> [Textauszug]
▬▬▬

Art Rock

Kennzeichen und Merkmale des Art Rock

Kennzeichnend für den Art Rock sind

  • sowohl Zitate sowie Adaptionen ganzer Werke aus der Musik des 18. und 19., gelegentlich sogar des 20. Jh.
     
  • als auch die Nutzung von Formmodellen klassischer Gattungen wie
    – der sinfonischen Dichtung,
    – der Sinfonie,
    – der Suite und
    – des Oratoriums oder
    – die Übernahme musikalischer Techniken aus dieser Musik wie Kontrapunktik, motivisch-thematische Arbeit.
     
  • Nicht selten ist hier auch die Begleitung durch großes Sinfonieorchester.

▬▬▬

> [Zu erstellen] Kopieren Sie aus dem Text über den Art Rock wortgetreu den Abschnitt, der bei „Kennzeichen und Merkmale“ beginnt und bei „durch großes Sinfonieorchester.“ endet.

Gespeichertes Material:
▬▬▬

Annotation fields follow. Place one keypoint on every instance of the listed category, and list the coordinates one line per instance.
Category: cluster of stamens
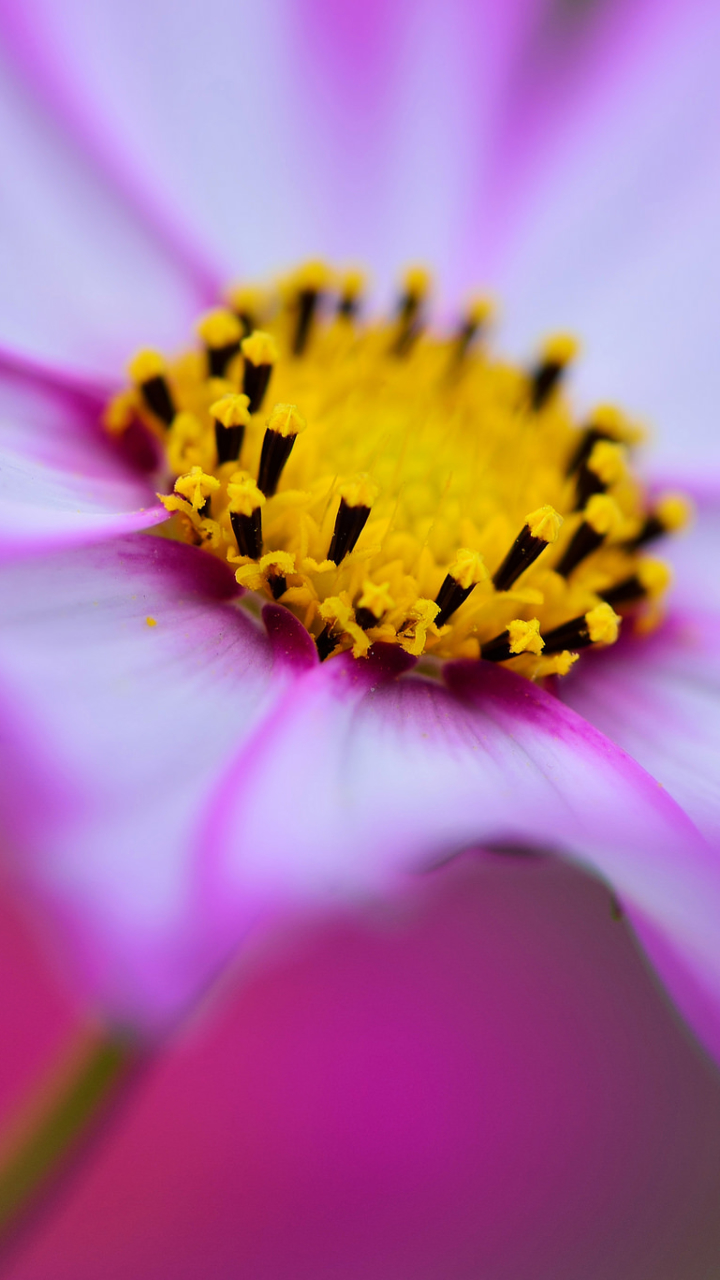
(390, 485)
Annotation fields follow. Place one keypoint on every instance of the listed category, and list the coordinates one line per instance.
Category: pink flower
(171, 790)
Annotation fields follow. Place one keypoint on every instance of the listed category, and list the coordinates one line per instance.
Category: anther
(196, 488)
(220, 330)
(278, 585)
(355, 502)
(556, 355)
(541, 528)
(518, 638)
(606, 423)
(597, 626)
(350, 293)
(260, 355)
(309, 283)
(373, 603)
(231, 415)
(409, 310)
(650, 580)
(475, 320)
(463, 576)
(670, 513)
(285, 424)
(604, 467)
(601, 517)
(149, 371)
(245, 508)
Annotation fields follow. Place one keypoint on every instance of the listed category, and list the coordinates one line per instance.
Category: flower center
(388, 484)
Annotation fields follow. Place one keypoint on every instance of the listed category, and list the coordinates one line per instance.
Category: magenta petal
(356, 781)
(62, 480)
(484, 1088)
(113, 732)
(659, 698)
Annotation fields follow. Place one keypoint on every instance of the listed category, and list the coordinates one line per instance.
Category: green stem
(59, 1116)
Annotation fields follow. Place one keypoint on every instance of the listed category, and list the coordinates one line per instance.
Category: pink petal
(487, 1087)
(620, 241)
(196, 109)
(62, 479)
(85, 279)
(355, 781)
(114, 732)
(260, 791)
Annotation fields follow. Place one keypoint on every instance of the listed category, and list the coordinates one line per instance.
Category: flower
(483, 1088)
(178, 778)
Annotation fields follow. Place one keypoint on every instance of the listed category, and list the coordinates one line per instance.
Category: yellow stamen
(524, 636)
(260, 348)
(376, 598)
(147, 365)
(286, 420)
(607, 461)
(231, 410)
(196, 487)
(602, 513)
(602, 624)
(244, 494)
(545, 524)
(219, 328)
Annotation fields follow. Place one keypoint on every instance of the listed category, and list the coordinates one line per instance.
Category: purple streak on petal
(199, 97)
(292, 645)
(619, 241)
(659, 698)
(63, 97)
(345, 78)
(83, 283)
(115, 732)
(62, 480)
(566, 69)
(356, 780)
(484, 1086)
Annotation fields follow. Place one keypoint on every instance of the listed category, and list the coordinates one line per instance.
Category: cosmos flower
(178, 775)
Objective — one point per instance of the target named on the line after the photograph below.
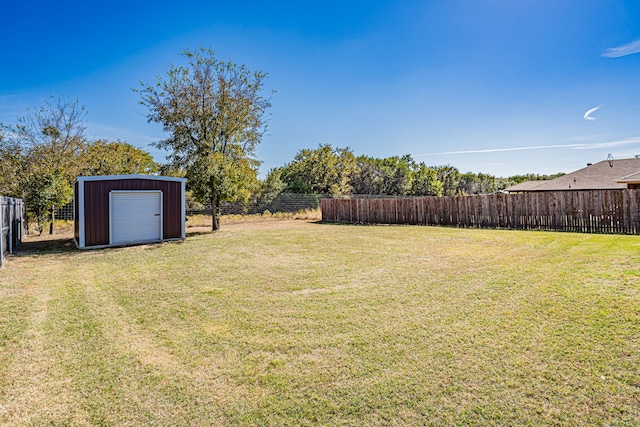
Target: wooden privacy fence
(594, 211)
(12, 224)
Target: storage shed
(120, 210)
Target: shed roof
(115, 177)
(604, 175)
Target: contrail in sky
(587, 115)
(578, 146)
(624, 50)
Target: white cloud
(587, 115)
(624, 50)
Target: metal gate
(12, 223)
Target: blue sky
(492, 86)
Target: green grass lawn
(297, 323)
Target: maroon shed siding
(76, 213)
(96, 207)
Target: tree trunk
(215, 206)
(52, 227)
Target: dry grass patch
(299, 323)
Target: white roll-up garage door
(135, 217)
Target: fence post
(1, 233)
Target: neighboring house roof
(605, 175)
(631, 179)
(524, 186)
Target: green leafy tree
(324, 170)
(449, 176)
(214, 112)
(425, 181)
(12, 165)
(44, 190)
(102, 157)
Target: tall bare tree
(215, 114)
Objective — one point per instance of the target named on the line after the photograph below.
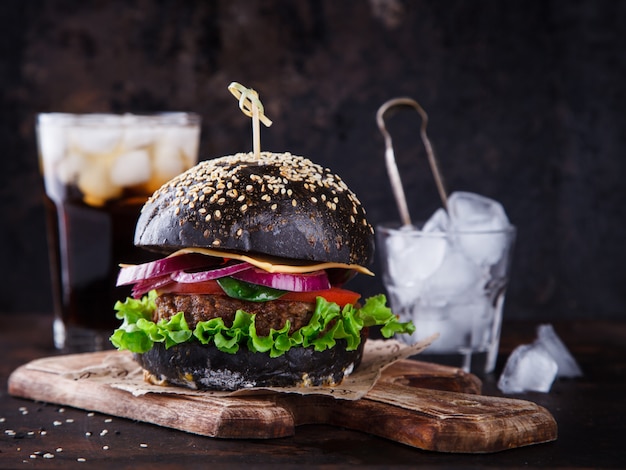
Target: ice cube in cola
(98, 171)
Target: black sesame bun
(278, 205)
(278, 209)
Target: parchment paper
(120, 371)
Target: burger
(247, 289)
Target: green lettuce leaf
(329, 323)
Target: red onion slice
(153, 269)
(188, 278)
(143, 287)
(290, 282)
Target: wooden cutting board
(420, 404)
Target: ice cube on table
(95, 140)
(549, 340)
(131, 169)
(529, 368)
(471, 215)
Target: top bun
(278, 205)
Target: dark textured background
(526, 102)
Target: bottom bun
(204, 367)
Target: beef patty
(202, 307)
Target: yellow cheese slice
(274, 265)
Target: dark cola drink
(98, 171)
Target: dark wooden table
(591, 414)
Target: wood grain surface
(419, 404)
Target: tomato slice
(335, 294)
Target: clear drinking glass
(452, 283)
(98, 170)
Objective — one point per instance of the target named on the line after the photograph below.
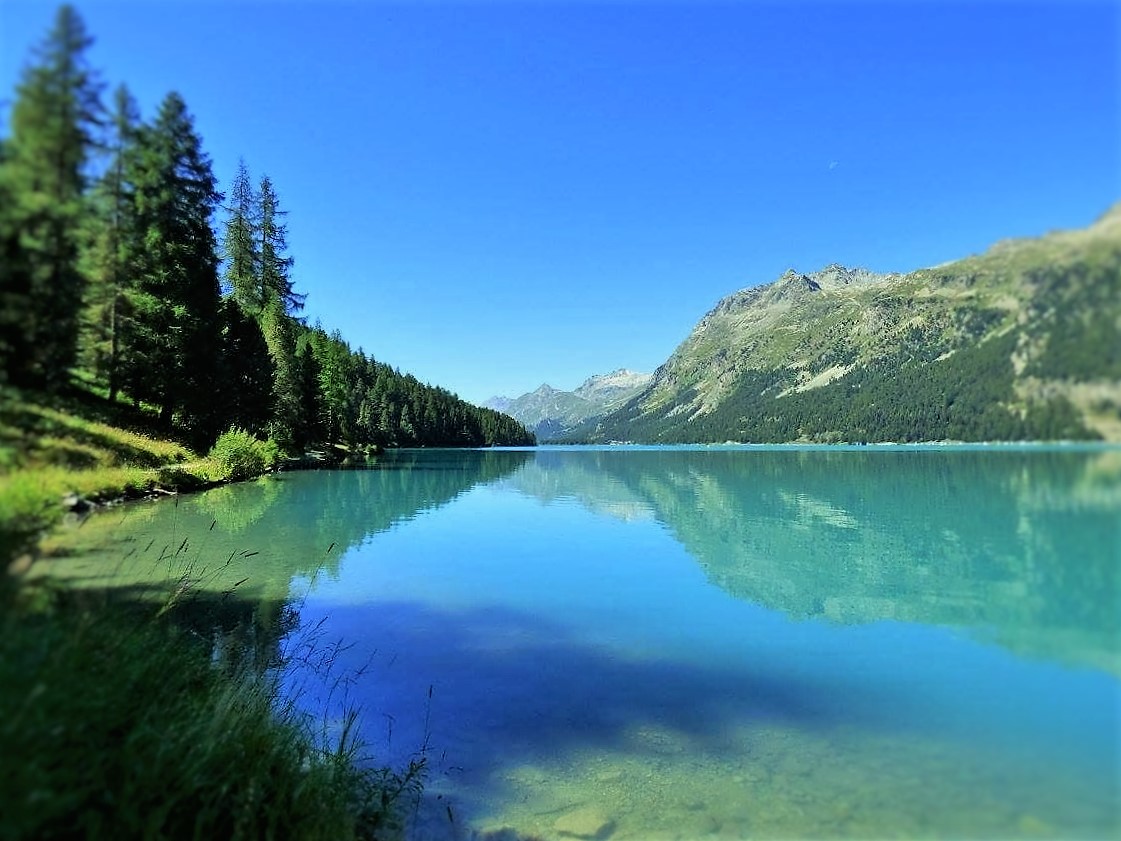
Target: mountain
(552, 413)
(1022, 342)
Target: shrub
(242, 455)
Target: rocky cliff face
(1022, 342)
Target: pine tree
(174, 336)
(43, 177)
(275, 280)
(279, 304)
(108, 260)
(241, 246)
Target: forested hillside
(1019, 343)
(126, 270)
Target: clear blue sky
(497, 194)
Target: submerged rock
(585, 822)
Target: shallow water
(725, 643)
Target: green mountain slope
(1022, 342)
(550, 413)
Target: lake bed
(694, 643)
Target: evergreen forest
(127, 274)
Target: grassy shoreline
(117, 717)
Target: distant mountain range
(1022, 342)
(550, 413)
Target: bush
(28, 506)
(242, 455)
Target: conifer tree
(108, 260)
(174, 336)
(43, 174)
(241, 246)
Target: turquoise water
(701, 643)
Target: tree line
(114, 267)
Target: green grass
(114, 720)
(116, 723)
(75, 447)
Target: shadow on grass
(132, 712)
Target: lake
(635, 643)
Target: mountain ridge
(1020, 342)
(553, 413)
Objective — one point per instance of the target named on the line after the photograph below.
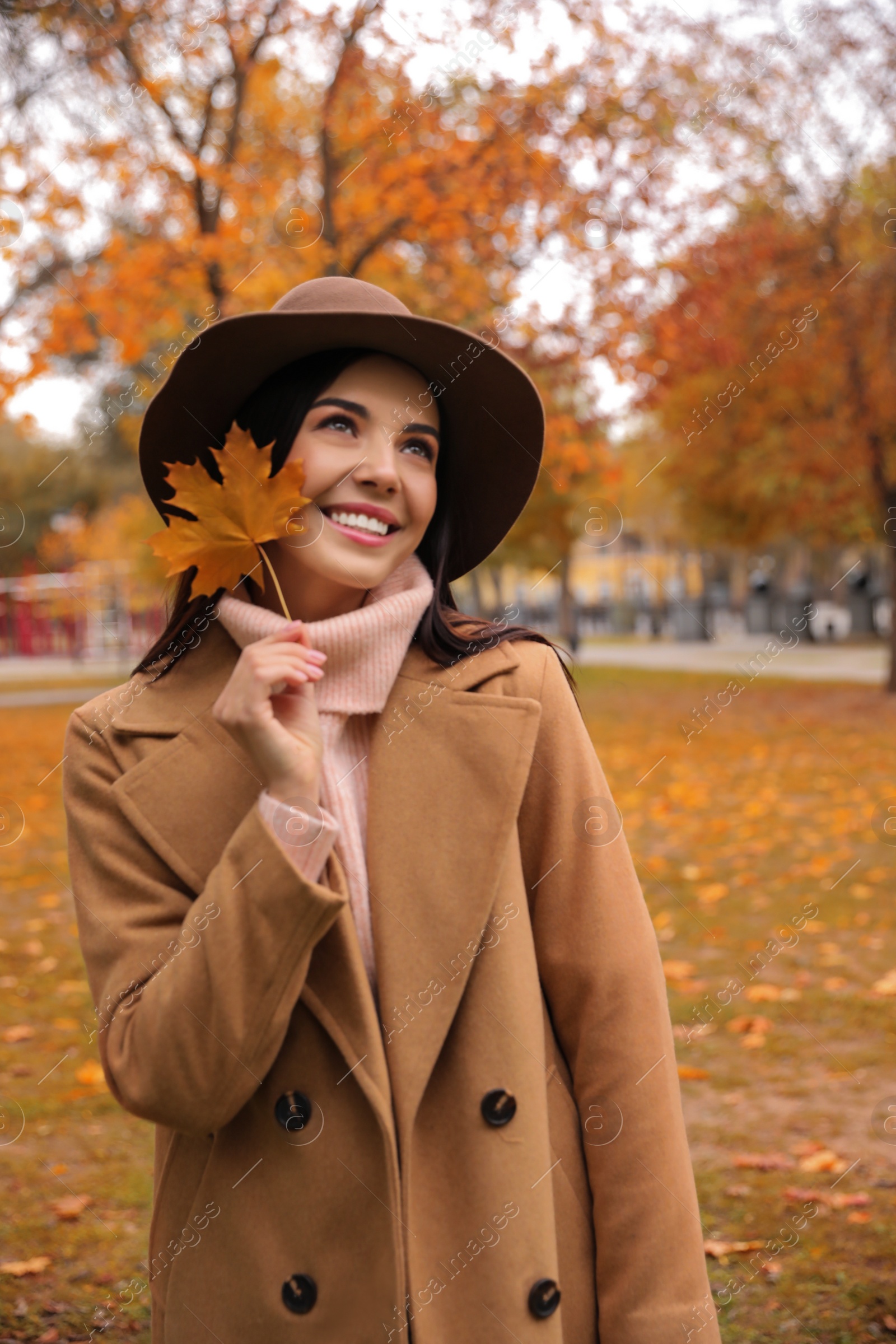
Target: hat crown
(339, 295)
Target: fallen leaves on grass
(754, 1030)
(722, 1250)
(15, 1034)
(711, 893)
(834, 1200)
(36, 1265)
(679, 969)
(73, 987)
(773, 995)
(824, 1160)
(765, 1161)
(70, 1207)
(750, 1023)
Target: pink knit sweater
(365, 651)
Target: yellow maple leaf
(231, 519)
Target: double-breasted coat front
(504, 1123)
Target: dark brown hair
(276, 412)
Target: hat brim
(492, 409)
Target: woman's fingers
(295, 636)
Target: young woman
(358, 912)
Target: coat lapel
(189, 796)
(445, 791)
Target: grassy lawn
(759, 847)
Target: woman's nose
(378, 467)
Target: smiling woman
(356, 870)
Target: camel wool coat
(508, 1121)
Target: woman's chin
(348, 563)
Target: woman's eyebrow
(418, 427)
(347, 407)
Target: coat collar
(450, 756)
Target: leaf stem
(280, 592)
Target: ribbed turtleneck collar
(365, 648)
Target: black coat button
(544, 1299)
(499, 1107)
(293, 1110)
(300, 1294)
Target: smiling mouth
(358, 522)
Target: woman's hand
(269, 709)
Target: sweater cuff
(304, 832)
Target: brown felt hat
(492, 412)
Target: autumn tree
(772, 374)
(169, 163)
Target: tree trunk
(891, 684)
(568, 626)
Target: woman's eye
(421, 447)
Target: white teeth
(363, 522)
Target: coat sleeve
(194, 992)
(604, 983)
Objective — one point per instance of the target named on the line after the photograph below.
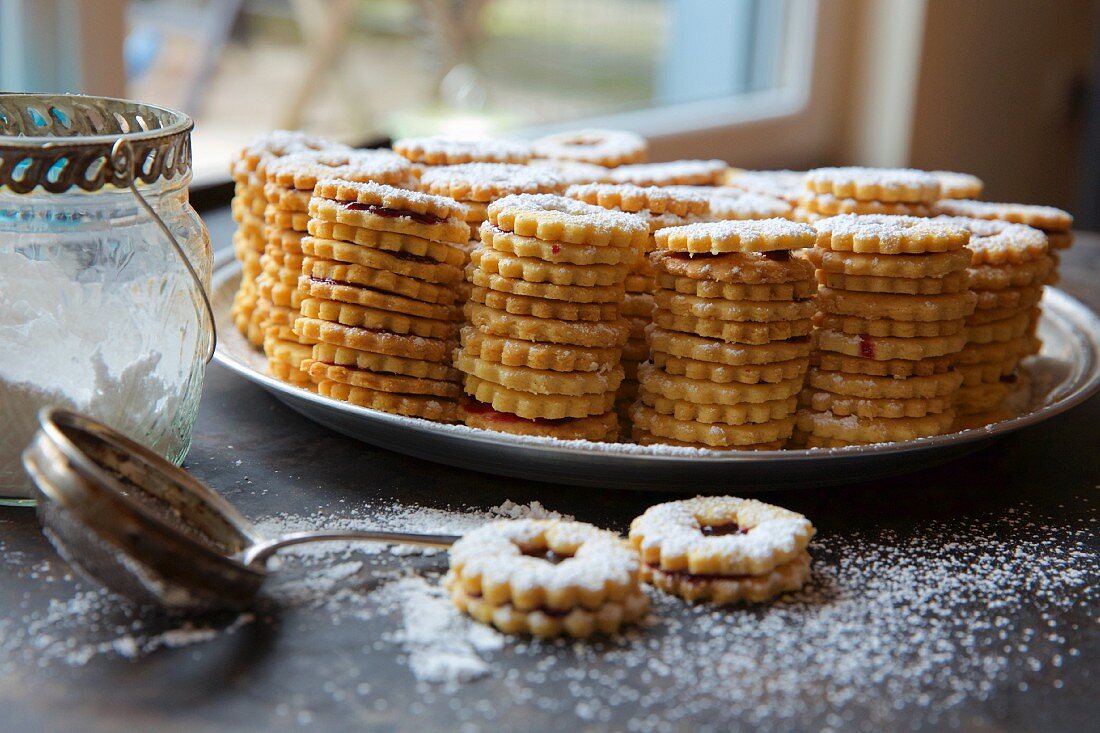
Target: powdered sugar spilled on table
(943, 614)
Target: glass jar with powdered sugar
(103, 273)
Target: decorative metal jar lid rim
(64, 141)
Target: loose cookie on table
(604, 148)
(1046, 218)
(557, 357)
(736, 236)
(887, 185)
(547, 578)
(600, 428)
(723, 549)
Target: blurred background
(1007, 89)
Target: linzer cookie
(560, 219)
(546, 578)
(385, 208)
(542, 348)
(723, 549)
(571, 172)
(1010, 264)
(605, 148)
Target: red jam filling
(548, 555)
(393, 214)
(723, 529)
(486, 409)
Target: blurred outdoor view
(366, 69)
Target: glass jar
(103, 273)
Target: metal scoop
(146, 529)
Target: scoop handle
(261, 551)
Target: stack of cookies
(895, 192)
(377, 296)
(784, 185)
(426, 152)
(288, 187)
(729, 203)
(893, 303)
(543, 337)
(1055, 223)
(1009, 265)
(728, 342)
(249, 205)
(660, 208)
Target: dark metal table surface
(73, 660)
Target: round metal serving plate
(1064, 374)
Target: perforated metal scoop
(144, 528)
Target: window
(366, 69)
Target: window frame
(795, 123)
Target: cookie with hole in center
(723, 548)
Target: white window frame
(794, 124)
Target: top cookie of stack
(900, 192)
(728, 341)
(543, 338)
(893, 303)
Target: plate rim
(226, 266)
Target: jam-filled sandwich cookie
(604, 148)
(723, 549)
(547, 578)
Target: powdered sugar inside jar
(97, 310)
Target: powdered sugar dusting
(994, 241)
(1042, 217)
(939, 616)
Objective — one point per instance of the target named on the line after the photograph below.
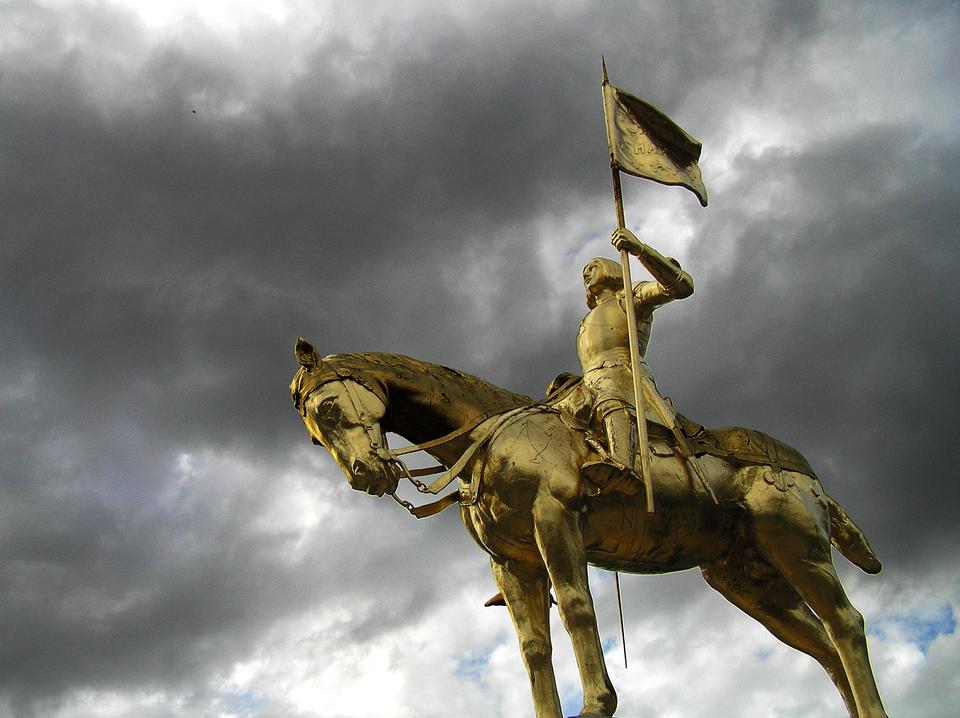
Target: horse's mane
(401, 366)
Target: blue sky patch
(919, 628)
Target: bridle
(391, 457)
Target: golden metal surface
(766, 546)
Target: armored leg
(621, 431)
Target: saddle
(738, 445)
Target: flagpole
(631, 317)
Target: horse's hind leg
(557, 530)
(792, 531)
(760, 591)
(528, 599)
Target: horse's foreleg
(527, 595)
(773, 602)
(560, 541)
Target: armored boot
(616, 472)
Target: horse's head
(342, 412)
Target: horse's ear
(306, 354)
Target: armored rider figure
(604, 350)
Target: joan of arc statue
(604, 350)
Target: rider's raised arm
(671, 281)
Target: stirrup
(611, 476)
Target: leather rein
(391, 457)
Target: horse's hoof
(495, 600)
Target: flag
(646, 143)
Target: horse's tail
(849, 539)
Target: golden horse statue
(760, 533)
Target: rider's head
(601, 274)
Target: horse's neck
(427, 401)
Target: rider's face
(590, 273)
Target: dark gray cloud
(179, 204)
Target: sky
(185, 189)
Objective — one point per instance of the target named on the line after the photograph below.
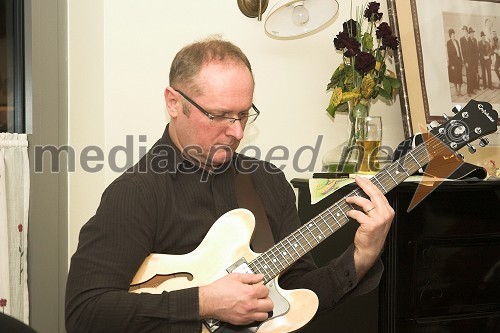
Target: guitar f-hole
(157, 280)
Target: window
(12, 104)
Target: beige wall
(119, 52)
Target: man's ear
(173, 102)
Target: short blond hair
(189, 61)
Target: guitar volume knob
(483, 142)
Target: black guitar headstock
(472, 122)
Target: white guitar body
(228, 241)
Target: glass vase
(346, 157)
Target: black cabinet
(442, 262)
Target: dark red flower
(352, 48)
(371, 12)
(350, 27)
(340, 40)
(383, 30)
(390, 41)
(364, 62)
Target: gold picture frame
(422, 61)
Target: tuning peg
(456, 109)
(433, 124)
(483, 142)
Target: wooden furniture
(442, 262)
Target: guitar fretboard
(290, 249)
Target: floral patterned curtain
(14, 204)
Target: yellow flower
(367, 86)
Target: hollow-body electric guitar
(294, 308)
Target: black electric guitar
(229, 238)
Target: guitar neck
(290, 249)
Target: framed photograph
(439, 70)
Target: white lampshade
(290, 19)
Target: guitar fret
(382, 186)
(293, 247)
(394, 180)
(322, 236)
(272, 261)
(411, 155)
(337, 221)
(310, 232)
(399, 166)
(300, 243)
(326, 222)
(284, 254)
(310, 246)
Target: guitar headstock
(473, 121)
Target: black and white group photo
(473, 58)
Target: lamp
(290, 19)
(253, 8)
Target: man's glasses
(223, 121)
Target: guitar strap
(248, 198)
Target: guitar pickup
(241, 266)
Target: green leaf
(384, 93)
(367, 42)
(395, 83)
(386, 83)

▬▬▬

> [Übungsergebnis]
Kennzeichen und Merkmale des Art Rock

Kennzeichnend für den Art Rock sind

  • sowohl Zitate sowie Adaptionen ganzer Werke aus der Musik des 18. und 19., gelegentlich sogar des 20. Jh.
     
  • als auch die Nutzung von Formmodellen klassischer Gattungen wie
    – der sinfonischen Dichtung,
    – der Sinfonie,
    – der Suite und
    – des Oratoriums oder
    – die Übernahme musikalischer Techniken aus dieser Musik wie Kontrapunktik, motivisch-thematische Arbeit.
     
  • Nicht selten ist hier auch die Begleitung durch großes Sinfonieorchester.